◆ Tasks ◆
• 1. Summarize the opossum essay in two sentences.
• 2. Translate this sentence from the opossum essay into Spanish: "There are no streetlights because, again, we live in the middle of nowhere."

◆ Text provided ◆
* Start *

In Memoriam: Buddy the Opossum

humor, personal essay, small town life

YOU GUYS

As may have become clear through my posts, I live in approximately the middle of nowhere. There are bears around, and TONS of deer, and raccoons, and there are groundhogs and rabbits that live in our yard, and there is a big hole of an as-yet-unidentified animal in our front lawn.

Buddy (center) in his younger days

 

There are also opossums, which are weird little guys that play dead and carry their young around on their back and hang from trees by their tails and live their lives at night under the cover of darkness.

Well.

The opossum population now has one fewer member.

BECAUSE I HIT ONE WITH MY CAR

AGHHHHHHHHHHHHHHHHHHH

Buddy, earlier this winter, thinking over future career choices after graduating from New York Opossum University (NYOU)

There I was, just driving home in the deep, dark, black of night. We had our headlights on and were driving the requisite 30 mph. There are no streetlights because, again, we live in the middle of nowhere.

* End *

◆ Extracted information ◆
* Start *

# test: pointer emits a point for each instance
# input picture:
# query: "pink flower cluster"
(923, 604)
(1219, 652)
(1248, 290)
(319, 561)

* End *

◆ Expected responses ◆
• 1. The writer lives in a remote area with bears, deer, raccoons, groundhogs, rabbits, and opossums, which play dead, carry their young on their backs, hang from trees by their tails, and live at night. While driving home in the dark at 30 mph with the headlights on and no streetlights, the writer hit an opossum with the car.

• 2. No hay farolas porque, otra vez, vivimos en medio de la nada.